== Task inputs

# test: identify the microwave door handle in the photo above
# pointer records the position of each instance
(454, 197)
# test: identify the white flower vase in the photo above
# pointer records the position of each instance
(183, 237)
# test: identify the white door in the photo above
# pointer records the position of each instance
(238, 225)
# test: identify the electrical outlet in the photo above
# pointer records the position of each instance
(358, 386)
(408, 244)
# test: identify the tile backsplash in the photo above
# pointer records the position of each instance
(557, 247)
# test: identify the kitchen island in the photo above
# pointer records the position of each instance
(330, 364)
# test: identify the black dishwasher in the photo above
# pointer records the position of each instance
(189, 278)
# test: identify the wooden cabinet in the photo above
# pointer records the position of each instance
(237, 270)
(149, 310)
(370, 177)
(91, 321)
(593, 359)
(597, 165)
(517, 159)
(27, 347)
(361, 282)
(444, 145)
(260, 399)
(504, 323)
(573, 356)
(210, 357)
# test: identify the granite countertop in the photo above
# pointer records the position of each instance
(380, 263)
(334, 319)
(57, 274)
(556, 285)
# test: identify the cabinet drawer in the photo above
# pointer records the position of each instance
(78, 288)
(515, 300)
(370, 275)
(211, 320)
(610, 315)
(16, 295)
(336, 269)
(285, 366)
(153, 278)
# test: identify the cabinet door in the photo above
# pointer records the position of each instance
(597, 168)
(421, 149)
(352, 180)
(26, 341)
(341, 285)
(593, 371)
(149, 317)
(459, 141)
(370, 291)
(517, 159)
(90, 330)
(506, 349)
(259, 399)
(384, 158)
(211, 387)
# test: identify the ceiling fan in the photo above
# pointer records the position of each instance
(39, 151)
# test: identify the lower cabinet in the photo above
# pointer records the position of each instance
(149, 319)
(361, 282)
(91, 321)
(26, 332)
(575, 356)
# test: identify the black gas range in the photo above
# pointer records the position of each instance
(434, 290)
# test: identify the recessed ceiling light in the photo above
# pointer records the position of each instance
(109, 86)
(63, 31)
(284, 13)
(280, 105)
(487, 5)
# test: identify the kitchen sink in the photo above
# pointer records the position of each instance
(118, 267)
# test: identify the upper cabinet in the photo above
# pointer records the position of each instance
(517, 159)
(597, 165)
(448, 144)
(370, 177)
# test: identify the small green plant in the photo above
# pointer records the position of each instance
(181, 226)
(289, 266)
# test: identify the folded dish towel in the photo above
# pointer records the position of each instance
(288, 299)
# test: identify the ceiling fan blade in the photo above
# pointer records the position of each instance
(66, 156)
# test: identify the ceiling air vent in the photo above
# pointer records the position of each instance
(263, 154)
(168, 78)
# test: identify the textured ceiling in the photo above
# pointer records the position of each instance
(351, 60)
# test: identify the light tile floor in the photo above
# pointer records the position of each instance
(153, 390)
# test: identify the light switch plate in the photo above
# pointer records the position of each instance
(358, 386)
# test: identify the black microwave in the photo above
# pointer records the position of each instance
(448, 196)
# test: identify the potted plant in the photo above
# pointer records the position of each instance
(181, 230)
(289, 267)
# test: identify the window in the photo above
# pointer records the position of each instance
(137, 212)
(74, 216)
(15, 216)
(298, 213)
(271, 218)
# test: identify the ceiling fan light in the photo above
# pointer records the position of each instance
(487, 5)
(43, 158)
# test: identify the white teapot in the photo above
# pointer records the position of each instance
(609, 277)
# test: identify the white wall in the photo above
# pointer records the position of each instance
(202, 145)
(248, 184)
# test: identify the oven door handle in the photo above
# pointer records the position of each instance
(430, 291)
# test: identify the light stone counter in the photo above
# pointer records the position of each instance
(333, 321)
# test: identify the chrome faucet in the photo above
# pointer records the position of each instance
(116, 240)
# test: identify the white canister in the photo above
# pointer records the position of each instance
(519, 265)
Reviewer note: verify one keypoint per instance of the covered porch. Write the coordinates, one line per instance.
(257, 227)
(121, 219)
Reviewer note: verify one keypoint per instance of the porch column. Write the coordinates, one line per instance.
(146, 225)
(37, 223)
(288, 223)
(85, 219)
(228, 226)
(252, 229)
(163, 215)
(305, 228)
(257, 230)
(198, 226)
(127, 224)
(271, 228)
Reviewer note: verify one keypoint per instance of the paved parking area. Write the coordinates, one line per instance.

====

▶ Work instructions: Return only the number of lines in the listing that contain the word "black".

▶ Exercise solution: 3